--- BEGIN RECORDS FOR THE TASK ---
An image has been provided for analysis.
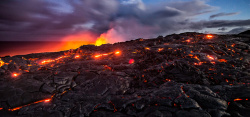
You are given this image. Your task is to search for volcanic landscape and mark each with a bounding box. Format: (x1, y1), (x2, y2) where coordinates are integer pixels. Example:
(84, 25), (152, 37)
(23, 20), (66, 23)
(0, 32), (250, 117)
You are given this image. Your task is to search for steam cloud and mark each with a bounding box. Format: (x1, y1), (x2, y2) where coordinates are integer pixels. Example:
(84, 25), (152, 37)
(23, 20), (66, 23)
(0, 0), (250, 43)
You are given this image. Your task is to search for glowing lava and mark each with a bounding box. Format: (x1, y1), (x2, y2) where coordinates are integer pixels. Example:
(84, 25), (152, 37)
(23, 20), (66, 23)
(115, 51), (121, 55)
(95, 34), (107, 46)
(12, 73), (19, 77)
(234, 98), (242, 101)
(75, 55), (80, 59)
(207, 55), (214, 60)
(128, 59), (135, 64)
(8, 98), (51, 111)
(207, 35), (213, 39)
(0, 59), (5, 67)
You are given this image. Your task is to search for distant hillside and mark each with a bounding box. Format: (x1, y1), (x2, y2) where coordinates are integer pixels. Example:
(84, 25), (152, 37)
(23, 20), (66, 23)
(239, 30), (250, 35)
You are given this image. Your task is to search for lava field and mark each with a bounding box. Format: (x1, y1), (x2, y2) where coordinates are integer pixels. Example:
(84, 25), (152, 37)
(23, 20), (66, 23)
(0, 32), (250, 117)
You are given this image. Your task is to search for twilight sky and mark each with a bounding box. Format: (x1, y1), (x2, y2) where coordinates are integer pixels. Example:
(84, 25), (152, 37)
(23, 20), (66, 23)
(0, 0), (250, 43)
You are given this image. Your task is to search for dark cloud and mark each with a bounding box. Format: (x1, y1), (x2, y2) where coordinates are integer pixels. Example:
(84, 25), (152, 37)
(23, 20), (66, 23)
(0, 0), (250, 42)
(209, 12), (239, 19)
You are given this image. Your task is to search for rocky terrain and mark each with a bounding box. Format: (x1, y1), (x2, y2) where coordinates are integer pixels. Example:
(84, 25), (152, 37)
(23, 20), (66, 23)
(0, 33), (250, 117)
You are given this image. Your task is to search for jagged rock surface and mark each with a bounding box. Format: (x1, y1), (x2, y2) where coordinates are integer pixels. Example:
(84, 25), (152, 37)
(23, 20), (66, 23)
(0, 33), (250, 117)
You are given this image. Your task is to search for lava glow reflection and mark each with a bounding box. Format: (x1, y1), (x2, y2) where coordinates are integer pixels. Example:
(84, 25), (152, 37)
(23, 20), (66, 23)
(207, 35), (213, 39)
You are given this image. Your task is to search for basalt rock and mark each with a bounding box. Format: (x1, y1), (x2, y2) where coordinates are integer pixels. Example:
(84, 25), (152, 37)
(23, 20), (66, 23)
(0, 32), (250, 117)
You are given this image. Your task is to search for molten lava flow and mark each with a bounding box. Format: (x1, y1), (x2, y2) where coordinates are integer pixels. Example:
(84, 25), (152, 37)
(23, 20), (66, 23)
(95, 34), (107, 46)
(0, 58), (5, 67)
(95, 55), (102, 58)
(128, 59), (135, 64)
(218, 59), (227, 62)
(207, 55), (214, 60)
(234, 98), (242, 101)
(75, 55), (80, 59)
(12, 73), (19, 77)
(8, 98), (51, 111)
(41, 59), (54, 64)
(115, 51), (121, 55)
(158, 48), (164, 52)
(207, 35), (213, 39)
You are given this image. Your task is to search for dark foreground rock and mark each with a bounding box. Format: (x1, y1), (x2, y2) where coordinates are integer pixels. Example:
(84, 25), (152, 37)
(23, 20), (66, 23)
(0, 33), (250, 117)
--- END RECORDS FOR THE TASK ---
AIM OF THE EXERCISE
Reproduce all of the data above word for word, from its first line to its last, and leave the pictures out.

EXERCISE SOLUTION
An image has been provided for analysis.
You are given this image. Your task is to search for volcanic landscape and mark each with a bounding box. Format: (x1, y1), (x2, y2) where coordinates are integer pixels. Example:
(84, 25), (152, 37)
(23, 20), (66, 23)
(0, 32), (250, 117)
You are given this image. Your task is to search for steam cloud and mark each with a bounding box. Format: (x1, y1), (x2, y2) where coordinates are integer pixels. Example:
(84, 25), (152, 37)
(23, 20), (66, 23)
(0, 0), (250, 43)
You are given this image. Your task is to search for glowing lava and mark each with a bounding box. Format: (x1, y1), (x2, y2) where coordinates are integer pixels. Example:
(84, 25), (152, 37)
(23, 20), (66, 23)
(115, 51), (121, 55)
(95, 34), (107, 46)
(12, 73), (19, 77)
(234, 98), (242, 101)
(75, 55), (80, 59)
(207, 55), (214, 60)
(128, 59), (135, 64)
(8, 98), (51, 111)
(207, 35), (213, 39)
(0, 59), (5, 67)
You are given this image. Your task is to search for distant hillside and mark each with a bounding box. Format: (x1, y1), (x2, y2) where coordinates are integer pixels. Example:
(84, 25), (152, 37)
(23, 20), (66, 23)
(239, 30), (250, 35)
You are given this image. Your task is to search for lava field and mark each with a bounding box. Format: (x1, y1), (x2, y2) where coordinates are integer pixels. Example:
(84, 25), (152, 37)
(23, 20), (66, 23)
(0, 32), (250, 117)
You are given this image. Your task is to search for twilight sky and mark each with a bounding box. Format: (x1, y1), (x2, y2) where coordinates are integer pixels. Example:
(84, 25), (152, 37)
(23, 20), (66, 23)
(0, 0), (250, 43)
You are given this image. Your task is to search for dark cloud and mark each with a bounding box. Format: (x1, y1), (x2, y2) where coordinates are integer pixels. Example:
(84, 25), (152, 37)
(23, 20), (66, 23)
(0, 0), (250, 42)
(209, 12), (239, 19)
You are given this image. Your task is to search for rocky terrain and mark each with a bounding box. Format: (x1, y1), (x2, y2) where coordinates are integer pixels. Example:
(84, 25), (152, 37)
(23, 20), (66, 23)
(0, 33), (250, 117)
You are given this image. Your task is to search for jagged rock surface and mark each with a bounding box. Format: (x1, y1), (x2, y2) where coordinates are integer pixels. Example:
(84, 25), (152, 37)
(23, 20), (66, 23)
(0, 33), (250, 117)
You are given this image. Your task is to search for lava glow reflection and mark each with a bounding box. Format: (x1, y1), (x2, y2) where coordinates are integer pixels. Example:
(84, 25), (152, 37)
(23, 20), (66, 23)
(207, 35), (213, 39)
You are given this image. Your task is to search for basalt rock and mark each with a bounding box. Format: (x1, y1), (x2, y2) where coordinates are integer pixels. Example:
(84, 25), (152, 37)
(23, 20), (66, 23)
(0, 32), (250, 117)
You are given this image. Your task is to search for molten lava flow and mark each with a bounding box. Format: (x1, y1), (x2, y2) where coordinates are integer pixels. Example:
(84, 25), (152, 37)
(23, 20), (66, 23)
(95, 34), (107, 46)
(0, 58), (5, 67)
(95, 55), (102, 58)
(128, 59), (135, 64)
(218, 59), (227, 62)
(207, 55), (214, 60)
(234, 98), (242, 101)
(75, 55), (80, 59)
(12, 73), (19, 77)
(8, 98), (51, 111)
(41, 59), (54, 64)
(115, 51), (121, 55)
(158, 48), (164, 52)
(207, 35), (213, 39)
You are given this image. Your task is to search for dark foreground rock and mark each with a bounding box. Format: (x1, y1), (x2, y2) where coordinates are integer pixels. Example:
(84, 25), (152, 37)
(23, 20), (66, 23)
(0, 33), (250, 117)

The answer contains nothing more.